# What is asked
Copy every entry exactly.

# Material for this exercise
**********

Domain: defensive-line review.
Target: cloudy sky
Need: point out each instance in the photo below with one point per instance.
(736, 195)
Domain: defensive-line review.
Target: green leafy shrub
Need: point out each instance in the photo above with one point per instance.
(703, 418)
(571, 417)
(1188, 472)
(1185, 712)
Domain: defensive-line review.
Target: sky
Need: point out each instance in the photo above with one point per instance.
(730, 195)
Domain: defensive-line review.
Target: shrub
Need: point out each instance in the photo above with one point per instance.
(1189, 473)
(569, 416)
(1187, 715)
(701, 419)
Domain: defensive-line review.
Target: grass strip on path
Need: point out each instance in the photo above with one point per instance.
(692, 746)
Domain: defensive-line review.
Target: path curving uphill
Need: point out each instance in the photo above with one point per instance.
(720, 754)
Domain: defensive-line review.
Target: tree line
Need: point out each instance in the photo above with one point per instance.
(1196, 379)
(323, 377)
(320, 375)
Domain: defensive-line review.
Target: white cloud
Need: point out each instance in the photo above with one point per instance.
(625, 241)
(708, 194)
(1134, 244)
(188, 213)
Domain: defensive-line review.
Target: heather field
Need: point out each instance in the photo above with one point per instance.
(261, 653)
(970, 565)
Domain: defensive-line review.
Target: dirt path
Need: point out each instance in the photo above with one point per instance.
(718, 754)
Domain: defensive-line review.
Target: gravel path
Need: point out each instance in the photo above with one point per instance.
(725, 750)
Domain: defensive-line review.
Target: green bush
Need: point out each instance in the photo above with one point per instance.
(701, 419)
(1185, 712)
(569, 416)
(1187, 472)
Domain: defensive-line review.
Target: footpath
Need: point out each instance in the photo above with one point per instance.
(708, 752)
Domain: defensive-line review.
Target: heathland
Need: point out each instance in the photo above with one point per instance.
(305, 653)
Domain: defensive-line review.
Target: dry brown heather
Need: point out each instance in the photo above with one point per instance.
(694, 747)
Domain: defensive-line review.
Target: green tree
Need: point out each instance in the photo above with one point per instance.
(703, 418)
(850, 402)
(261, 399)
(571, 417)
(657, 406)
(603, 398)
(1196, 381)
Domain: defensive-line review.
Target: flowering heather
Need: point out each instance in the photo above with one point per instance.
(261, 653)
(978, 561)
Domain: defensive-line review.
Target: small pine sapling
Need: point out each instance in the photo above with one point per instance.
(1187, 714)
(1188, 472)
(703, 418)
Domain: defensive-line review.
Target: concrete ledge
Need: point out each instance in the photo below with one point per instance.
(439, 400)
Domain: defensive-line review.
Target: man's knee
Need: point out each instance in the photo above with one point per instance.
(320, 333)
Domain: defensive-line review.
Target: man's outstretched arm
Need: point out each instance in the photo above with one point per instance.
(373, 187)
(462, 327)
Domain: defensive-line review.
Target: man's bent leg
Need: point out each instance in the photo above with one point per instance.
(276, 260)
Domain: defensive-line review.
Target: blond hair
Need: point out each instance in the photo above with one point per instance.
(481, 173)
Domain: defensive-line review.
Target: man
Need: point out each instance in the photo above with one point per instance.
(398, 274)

**********

# Answer to the exercise
Domain: defensive-line review.
Target: cloudy sky
Need: point out each instance in the photo below with one point per instance.
(736, 195)
Domain: defensive-line review.
Target: green leafy shrub
Need: point out each instance in the photo above with one point per instance.
(703, 418)
(571, 417)
(1188, 472)
(1185, 712)
Domain: defensive-line review.
Target: sky
Need: point out each instance in the photo above with one point per instance.
(730, 195)
Domain: defensive-line review.
Target: shrub
Need: point out each instance in the photo above with one point per instance.
(1189, 473)
(569, 416)
(1187, 715)
(701, 419)
Domain: defensive-line review.
Target: grass strip on path
Need: point out each instance in the photo above with one point per instance.
(692, 746)
Domain: defensive-line review.
Target: path curving uphill
Need: point out each instance in the photo above with one point per instance.
(720, 754)
Domain: defensive-line review.
Target: tree line
Need: point out each instance in the photo above with one point per instance.
(1196, 379)
(323, 377)
(320, 375)
Domain: defensive-line review.
Target: white cloud
Need: point out each instance in the photo above with one point per instance.
(625, 241)
(708, 194)
(1134, 244)
(188, 213)
Domain: defensive-line review.
Target: heather field
Need: point out each instance in the photo above with one point per instance.
(261, 653)
(970, 565)
Domain: defensive-line review.
Target: dirt path
Need: point out each instance in the photo above with one point per instance.
(718, 754)
Domain: defensive-line review.
Target: gravel path
Need: point out each instance in the photo above with one point per instance.
(725, 750)
Domain: defensive-line review.
Target: green bush
Need: point out each instance in the photo above with one point per instance.
(701, 419)
(1185, 712)
(569, 416)
(1187, 472)
Domain: defensive-line review.
Target: footpath
Need: point out each instance in the photo above with one point per instance.
(708, 752)
Domain: defensive-line review.
Target: heathland
Need: point out each instance in the photo above with one point per instance.
(305, 653)
Domain: defensive-line review.
Target: dry brown heather
Need: point out each instance in the photo above with one point per instance.
(694, 747)
Domain: defensive-line review.
Target: green tree
Need: point out each instance in the photo above with one point per instance.
(703, 418)
(850, 402)
(261, 399)
(571, 417)
(657, 406)
(603, 398)
(1196, 381)
Domain: defensive-line review.
Target: flowering heather
Need: point out each instance in the photo above with one point per instance.
(261, 653)
(978, 561)
Domain: defensive-line review.
Target: small pine sapling
Need: point out each instance in the photo above with one point per instance.
(1187, 714)
(1188, 472)
(703, 418)
Domain: defensive-line review.
Target: concrete ledge
Need: point out each instance in the photo below with one point per instance.
(439, 400)
Domain: defensive-line review.
Target: man's knee
Need: point out each instance in the photo above with one point per instance.
(320, 333)
Domain: defensive-line review.
Target: man's outstretched arm
Need: point out each instance in the photo above with one point per instance.
(373, 187)
(462, 327)
Domain: defensive-line review.
Target: man's bent leg
Need: point out each instance in the photo above with one point per instance.
(276, 260)
Domain: defensive-line review.
Target: blond hair
Need: point out each instance in the photo above with one point per instance.
(481, 173)
Domain: defensive-line review.
Target: man
Need: point out each instance in the photo above with one point per instance.
(398, 274)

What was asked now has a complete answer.